Find each line in the records below that contains the word "fruit" and copy it. Case counts.
-- START --
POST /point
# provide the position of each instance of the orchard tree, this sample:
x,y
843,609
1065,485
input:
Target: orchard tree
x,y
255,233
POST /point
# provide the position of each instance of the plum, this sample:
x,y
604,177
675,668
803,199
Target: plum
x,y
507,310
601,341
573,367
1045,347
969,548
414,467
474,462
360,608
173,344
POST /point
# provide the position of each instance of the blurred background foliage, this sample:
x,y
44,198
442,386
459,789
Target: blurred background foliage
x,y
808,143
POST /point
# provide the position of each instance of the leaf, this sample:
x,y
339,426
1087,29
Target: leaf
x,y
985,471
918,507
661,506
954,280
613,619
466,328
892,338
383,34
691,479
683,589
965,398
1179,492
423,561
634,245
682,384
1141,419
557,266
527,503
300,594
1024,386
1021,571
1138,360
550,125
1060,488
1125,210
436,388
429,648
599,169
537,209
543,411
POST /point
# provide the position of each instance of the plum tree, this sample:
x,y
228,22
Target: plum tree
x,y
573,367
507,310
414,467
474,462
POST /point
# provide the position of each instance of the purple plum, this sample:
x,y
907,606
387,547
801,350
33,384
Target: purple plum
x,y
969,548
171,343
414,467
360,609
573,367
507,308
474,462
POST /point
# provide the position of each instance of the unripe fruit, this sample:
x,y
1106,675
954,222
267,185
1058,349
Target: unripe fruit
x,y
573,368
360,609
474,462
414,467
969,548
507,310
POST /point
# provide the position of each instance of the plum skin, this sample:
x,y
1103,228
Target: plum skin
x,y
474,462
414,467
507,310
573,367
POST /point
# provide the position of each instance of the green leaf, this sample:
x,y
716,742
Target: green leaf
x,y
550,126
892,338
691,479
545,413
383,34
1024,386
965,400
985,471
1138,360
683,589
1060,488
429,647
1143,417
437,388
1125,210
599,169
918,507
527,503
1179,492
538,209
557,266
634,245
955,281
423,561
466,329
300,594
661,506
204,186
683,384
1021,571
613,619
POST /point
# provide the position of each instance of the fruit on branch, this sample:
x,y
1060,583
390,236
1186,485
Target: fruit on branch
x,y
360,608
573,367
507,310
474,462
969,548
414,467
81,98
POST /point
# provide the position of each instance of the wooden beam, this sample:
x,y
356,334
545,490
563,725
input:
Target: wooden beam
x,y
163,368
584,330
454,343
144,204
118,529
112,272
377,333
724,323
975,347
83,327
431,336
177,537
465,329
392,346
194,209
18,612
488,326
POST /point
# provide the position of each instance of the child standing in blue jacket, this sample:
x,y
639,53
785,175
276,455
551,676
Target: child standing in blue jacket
-- END --
◆ Output for this exercise
# provide the position of each instance of the unripe fruit, this sample:
Target: unripe fruit
# provide the position of each instance of the fruit on branch, this sample:
Target: fruit on branch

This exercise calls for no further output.